REQUIREMENT: Please rewrite every line of the listing below as a Markdown table with two columns, Row and Line. Number the rows in order and leave out any blank lines.

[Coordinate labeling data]
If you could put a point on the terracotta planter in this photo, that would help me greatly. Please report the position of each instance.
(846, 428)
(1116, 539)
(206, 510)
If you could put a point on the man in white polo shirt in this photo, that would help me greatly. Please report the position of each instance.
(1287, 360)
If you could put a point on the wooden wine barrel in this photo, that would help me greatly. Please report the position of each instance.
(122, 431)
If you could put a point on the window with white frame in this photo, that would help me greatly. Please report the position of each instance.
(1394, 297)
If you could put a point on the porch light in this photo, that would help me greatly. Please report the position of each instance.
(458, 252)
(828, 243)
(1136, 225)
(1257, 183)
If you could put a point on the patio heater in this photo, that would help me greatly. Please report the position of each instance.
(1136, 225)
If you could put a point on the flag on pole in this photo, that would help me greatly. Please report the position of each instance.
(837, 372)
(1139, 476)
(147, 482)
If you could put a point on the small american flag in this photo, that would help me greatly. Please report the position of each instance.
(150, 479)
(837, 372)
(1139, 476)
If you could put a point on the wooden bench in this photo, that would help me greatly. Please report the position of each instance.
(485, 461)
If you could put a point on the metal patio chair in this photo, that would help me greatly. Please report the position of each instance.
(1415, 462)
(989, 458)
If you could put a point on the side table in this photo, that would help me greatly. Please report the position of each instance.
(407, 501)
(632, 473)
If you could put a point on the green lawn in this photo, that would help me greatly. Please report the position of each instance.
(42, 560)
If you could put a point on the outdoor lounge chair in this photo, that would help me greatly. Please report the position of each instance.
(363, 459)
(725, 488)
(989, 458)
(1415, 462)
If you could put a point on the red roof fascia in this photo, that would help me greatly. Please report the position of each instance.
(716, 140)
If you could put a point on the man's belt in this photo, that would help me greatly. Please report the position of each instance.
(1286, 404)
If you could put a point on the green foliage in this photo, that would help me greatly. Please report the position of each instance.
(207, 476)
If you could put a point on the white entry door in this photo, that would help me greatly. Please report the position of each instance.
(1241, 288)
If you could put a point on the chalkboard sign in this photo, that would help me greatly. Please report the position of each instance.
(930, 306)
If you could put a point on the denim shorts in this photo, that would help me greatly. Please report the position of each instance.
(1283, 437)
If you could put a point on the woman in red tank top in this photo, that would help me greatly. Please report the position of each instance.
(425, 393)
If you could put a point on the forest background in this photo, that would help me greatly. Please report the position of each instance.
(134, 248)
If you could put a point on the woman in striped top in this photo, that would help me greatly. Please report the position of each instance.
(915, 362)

THE RESPONSE:
| Row | Line |
|---|---|
| 1 | If you could put a point on the terracotta planter in this photo, that would help me greatly. Please report the position of each instance. |
| 2 | (846, 428) |
| 3 | (1116, 539) |
| 4 | (206, 510) |
| 5 | If you could put a point on the man in white polo shirt in this photo, that would help me greatly. Please report the position of each instance. |
| 6 | (1287, 360) |
| 7 | If you could put a point on the wooden wine barrel in this photo, that would help me greatly. Please report the position of each instance. |
| 8 | (122, 431) |
| 9 | If you could put a point on the window with white frame in this photo, that would help me greatly. Please report the position of each instance. |
| 10 | (1394, 297) |
| 11 | If you could put a point on the porch light in this photo, that would help me greatly. Please report the position of each instance. |
| 12 | (458, 252) |
| 13 | (828, 243) |
| 14 | (1136, 225) |
| 15 | (1257, 183) |
| 16 | If you could put a point on the patio heater in this photo, that would help me greatly. Please report the position of each instance. |
| 17 | (1136, 225) |
| 18 | If you could put a point on the flag on pole in this photo, that would help me greatly. Please report the position of each instance. |
| 19 | (837, 372) |
| 20 | (1139, 476) |
| 21 | (147, 482) |
| 22 | If you could put a point on the small american flag in this photo, that would help me greatly. Please report the position of each instance. |
| 23 | (150, 479) |
| 24 | (837, 372) |
| 25 | (1139, 476) |
| 26 | If you could put a point on the wooden bench in this photo, that would help me greatly. Please report the position of each instance. |
| 27 | (485, 461) |
| 28 | If you could put a point on the metal patio chair in this photo, that would help me greatly. Please report the position of each instance. |
| 29 | (1415, 462) |
| 30 | (989, 458) |
| 31 | If you could put a point on the side table in this photo, that would help me greatly. Please report the position of each instance. |
| 32 | (407, 501) |
| 33 | (632, 473) |
| 34 | If you could put a point on the green lawn in this photo, that would help me greatly. Please report the position of each instance. |
| 35 | (42, 560) |
| 36 | If you could put a point on the outdoor lounge chair in this photo, that would help me greatly. Please report the position of each instance. |
| 37 | (363, 459) |
| 38 | (725, 488) |
| 39 | (989, 458) |
| 40 | (1415, 462) |
| 41 | If you could put a point on the red roof fascia in this photo, that would help me greatly. Please report the position of each instance. |
| 42 | (716, 140) |
| 43 | If you could put a point on the man's belt in this photo, that would help me greatly. Please report the position of each instance. |
| 44 | (1286, 404) |
| 45 | If you could put a point on the green foliage in this photo, that would help me greatly. Please report the position of each instance. |
| 46 | (207, 476) |
| 47 | If you could put a point on the white entry door in this photo, that would help me greatly. Please report the position of each instance. |
| 48 | (1241, 288) |
| 49 | If you could put a point on the chalkboard sign in this photo, that would help me greatly. Please report the position of each instance. |
| 50 | (930, 306) |
| 51 | If you could put a point on the denim shorts in this photo, that would help me greatly. Please report the position of each instance. |
| 52 | (1283, 437) |
| 53 | If you could put a point on the woman in red tank top in this photo, that would help me greatly. Please report the position of each instance. |
| 54 | (425, 393) |
| 55 | If you could put a point on the forest background in this photo, that would help me greatly. Please report the position of each instance. |
| 56 | (134, 248) |
| 57 | If you could put a point on the woman in striped top in this photo, that would help me greatly. Please report the position of each instance. |
| 58 | (915, 362) |